What you are asked to do: Copy every line of the records below that holds the word "green".

Material provided:
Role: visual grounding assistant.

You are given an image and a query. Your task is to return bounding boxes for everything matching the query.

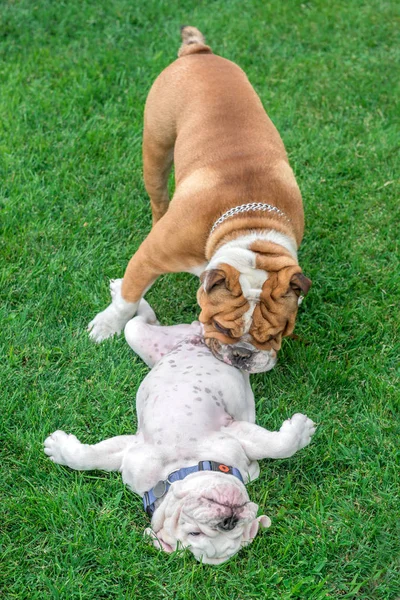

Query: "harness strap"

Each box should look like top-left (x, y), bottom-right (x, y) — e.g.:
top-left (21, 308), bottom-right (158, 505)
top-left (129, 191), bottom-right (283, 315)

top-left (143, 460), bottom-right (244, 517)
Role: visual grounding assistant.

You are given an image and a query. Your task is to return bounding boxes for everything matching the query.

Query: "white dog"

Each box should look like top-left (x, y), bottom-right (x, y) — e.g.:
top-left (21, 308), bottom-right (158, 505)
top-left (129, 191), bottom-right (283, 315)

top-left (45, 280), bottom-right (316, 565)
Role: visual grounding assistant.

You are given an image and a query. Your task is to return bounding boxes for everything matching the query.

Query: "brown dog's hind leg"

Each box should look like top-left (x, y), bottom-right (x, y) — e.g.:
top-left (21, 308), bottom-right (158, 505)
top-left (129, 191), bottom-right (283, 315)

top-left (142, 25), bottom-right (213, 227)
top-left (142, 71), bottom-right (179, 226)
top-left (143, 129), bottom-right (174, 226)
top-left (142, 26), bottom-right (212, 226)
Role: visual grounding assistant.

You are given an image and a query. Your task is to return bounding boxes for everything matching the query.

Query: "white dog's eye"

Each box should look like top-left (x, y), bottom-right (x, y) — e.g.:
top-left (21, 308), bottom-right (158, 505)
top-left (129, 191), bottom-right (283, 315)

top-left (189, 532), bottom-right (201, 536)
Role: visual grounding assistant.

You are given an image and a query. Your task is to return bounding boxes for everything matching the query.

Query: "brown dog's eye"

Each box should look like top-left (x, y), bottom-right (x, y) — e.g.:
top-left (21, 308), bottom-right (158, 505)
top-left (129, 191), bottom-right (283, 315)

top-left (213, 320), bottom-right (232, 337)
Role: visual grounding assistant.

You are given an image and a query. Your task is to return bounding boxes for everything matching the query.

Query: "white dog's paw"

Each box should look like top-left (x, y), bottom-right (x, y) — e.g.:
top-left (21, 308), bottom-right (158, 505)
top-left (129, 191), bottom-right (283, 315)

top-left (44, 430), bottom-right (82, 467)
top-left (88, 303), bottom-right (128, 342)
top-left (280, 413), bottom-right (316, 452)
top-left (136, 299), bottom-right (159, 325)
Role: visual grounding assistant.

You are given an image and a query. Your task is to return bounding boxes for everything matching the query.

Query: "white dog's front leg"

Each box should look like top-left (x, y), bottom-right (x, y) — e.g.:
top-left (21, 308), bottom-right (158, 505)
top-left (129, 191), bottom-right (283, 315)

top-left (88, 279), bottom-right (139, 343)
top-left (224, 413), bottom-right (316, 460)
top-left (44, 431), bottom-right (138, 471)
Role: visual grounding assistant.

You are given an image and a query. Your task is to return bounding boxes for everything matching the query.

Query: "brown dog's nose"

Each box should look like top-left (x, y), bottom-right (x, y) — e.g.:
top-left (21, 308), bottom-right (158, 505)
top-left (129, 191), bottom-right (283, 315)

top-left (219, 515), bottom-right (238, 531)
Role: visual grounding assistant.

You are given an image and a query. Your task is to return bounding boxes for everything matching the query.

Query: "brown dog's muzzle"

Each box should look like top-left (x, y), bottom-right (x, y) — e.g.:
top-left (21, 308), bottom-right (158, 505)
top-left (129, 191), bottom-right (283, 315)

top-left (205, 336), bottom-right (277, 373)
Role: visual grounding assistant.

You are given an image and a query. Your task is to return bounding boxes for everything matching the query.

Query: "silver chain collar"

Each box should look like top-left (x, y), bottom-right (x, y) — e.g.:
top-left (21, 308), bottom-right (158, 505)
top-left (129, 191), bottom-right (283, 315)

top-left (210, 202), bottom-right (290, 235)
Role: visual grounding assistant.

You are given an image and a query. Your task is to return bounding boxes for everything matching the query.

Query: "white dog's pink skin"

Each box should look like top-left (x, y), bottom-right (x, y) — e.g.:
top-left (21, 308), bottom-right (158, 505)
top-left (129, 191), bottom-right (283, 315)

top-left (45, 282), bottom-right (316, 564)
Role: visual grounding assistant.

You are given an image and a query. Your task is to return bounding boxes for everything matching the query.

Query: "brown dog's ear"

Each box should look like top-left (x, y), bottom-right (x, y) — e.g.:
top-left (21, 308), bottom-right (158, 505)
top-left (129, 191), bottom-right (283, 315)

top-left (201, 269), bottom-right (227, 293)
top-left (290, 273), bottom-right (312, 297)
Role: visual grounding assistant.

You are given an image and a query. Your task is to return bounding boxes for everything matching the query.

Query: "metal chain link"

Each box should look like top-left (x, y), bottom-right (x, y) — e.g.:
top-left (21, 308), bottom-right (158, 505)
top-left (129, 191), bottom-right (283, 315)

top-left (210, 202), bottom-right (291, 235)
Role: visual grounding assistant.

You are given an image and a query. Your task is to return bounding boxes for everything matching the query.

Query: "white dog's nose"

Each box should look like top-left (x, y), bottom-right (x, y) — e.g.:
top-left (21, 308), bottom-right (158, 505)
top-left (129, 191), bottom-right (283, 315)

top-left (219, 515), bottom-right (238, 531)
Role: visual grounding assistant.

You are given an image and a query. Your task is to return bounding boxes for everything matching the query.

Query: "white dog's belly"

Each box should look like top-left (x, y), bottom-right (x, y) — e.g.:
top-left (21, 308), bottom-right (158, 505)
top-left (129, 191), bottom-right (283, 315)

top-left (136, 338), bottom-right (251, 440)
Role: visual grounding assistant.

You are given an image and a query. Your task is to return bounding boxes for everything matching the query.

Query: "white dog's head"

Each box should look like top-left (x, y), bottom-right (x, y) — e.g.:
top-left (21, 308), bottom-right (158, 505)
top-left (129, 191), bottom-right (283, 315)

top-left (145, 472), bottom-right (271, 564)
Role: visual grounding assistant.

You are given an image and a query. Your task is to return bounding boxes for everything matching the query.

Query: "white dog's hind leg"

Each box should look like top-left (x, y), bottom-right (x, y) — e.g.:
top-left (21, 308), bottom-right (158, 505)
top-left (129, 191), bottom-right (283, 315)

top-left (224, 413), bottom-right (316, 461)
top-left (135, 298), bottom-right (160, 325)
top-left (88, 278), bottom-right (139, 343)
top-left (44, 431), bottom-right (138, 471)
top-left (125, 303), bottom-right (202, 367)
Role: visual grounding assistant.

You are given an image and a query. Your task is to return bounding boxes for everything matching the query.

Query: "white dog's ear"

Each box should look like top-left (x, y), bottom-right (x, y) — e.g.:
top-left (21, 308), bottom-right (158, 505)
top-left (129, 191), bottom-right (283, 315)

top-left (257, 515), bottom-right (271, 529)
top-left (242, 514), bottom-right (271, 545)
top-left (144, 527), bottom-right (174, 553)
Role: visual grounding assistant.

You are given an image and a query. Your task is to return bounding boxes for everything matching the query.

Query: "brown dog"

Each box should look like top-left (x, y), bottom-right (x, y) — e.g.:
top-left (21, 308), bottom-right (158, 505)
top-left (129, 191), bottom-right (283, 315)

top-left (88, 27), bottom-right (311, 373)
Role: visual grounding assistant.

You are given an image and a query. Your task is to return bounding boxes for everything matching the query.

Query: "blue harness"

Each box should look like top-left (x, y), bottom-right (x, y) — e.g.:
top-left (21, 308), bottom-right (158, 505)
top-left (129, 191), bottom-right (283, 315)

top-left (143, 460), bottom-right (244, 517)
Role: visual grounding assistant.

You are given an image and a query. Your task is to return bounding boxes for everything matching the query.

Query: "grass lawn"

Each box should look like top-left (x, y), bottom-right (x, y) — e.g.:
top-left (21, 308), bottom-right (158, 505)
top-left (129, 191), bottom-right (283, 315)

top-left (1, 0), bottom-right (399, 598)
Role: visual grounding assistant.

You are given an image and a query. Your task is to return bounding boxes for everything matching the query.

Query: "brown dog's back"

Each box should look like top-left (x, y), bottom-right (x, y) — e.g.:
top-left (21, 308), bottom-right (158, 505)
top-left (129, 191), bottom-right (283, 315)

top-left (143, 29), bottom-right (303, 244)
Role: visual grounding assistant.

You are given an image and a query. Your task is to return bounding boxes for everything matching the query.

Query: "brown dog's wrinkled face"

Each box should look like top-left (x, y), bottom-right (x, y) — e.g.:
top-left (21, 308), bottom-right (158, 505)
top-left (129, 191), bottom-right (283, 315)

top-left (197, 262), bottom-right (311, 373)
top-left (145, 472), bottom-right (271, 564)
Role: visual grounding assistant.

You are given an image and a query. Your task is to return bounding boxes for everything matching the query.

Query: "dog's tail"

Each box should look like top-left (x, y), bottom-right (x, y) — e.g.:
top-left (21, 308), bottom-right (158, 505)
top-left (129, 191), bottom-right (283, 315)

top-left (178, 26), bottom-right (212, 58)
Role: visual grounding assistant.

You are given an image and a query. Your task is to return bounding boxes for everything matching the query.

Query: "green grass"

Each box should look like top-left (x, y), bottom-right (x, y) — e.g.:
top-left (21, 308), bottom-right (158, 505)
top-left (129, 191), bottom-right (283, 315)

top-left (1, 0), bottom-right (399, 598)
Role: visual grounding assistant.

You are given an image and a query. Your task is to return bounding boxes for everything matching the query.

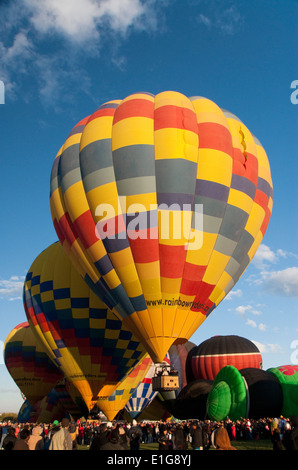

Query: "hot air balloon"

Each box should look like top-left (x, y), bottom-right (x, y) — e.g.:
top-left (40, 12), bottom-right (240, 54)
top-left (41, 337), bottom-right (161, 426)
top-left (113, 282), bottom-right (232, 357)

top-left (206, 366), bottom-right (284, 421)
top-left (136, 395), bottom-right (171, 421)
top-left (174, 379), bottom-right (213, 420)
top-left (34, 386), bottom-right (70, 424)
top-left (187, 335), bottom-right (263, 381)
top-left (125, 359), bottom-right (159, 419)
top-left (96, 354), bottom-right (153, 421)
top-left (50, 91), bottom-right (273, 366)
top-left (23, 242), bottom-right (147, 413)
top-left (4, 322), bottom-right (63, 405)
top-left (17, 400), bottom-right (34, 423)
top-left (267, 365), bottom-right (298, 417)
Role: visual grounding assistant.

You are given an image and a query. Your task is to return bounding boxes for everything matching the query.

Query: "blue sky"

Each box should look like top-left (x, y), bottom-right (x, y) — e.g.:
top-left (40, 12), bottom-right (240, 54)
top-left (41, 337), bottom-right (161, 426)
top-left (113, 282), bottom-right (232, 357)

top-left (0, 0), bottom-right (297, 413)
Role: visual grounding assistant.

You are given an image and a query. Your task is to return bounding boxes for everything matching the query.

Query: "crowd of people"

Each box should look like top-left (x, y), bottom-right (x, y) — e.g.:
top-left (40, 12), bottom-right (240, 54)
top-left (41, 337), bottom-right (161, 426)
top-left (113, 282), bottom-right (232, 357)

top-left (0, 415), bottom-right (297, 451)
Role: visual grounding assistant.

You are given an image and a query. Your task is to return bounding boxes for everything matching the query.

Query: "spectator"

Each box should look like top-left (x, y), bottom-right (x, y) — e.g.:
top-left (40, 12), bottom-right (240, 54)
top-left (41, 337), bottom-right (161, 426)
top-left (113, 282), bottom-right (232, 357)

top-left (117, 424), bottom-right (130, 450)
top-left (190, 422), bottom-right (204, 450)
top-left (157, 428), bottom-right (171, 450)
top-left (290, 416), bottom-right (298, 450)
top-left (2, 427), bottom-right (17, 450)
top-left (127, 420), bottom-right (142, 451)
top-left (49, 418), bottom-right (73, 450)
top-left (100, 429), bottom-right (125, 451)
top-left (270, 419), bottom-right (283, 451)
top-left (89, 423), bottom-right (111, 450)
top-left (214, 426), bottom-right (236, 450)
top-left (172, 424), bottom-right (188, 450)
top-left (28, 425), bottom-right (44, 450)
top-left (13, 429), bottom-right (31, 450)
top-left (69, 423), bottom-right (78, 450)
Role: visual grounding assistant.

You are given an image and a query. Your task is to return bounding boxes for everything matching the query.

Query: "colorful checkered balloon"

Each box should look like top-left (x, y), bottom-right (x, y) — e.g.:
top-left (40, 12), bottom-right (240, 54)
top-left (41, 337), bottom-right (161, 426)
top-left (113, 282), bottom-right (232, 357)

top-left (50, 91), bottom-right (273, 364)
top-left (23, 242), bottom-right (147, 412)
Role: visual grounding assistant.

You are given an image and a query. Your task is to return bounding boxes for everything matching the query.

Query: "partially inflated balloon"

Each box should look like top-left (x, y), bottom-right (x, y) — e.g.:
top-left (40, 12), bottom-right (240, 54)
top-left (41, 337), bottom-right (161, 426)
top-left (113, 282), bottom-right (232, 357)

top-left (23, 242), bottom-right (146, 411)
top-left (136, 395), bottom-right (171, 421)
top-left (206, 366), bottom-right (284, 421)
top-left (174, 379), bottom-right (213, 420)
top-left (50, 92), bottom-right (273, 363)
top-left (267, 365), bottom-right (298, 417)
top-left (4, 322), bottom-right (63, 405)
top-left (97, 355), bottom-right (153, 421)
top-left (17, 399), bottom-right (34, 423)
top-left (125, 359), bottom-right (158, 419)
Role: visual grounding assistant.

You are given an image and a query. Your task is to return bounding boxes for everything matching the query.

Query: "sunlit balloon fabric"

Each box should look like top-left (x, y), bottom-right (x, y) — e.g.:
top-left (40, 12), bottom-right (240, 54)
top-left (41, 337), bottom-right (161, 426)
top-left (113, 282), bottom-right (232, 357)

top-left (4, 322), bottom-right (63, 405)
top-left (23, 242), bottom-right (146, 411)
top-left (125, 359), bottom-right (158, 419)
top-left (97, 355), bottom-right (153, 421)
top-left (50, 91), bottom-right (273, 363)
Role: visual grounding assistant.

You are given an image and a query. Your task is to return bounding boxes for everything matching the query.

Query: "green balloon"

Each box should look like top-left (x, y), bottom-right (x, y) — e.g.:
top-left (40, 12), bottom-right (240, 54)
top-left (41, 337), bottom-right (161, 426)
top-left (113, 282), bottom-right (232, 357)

Task response:
Query: "green grass"
Query: "green balloon"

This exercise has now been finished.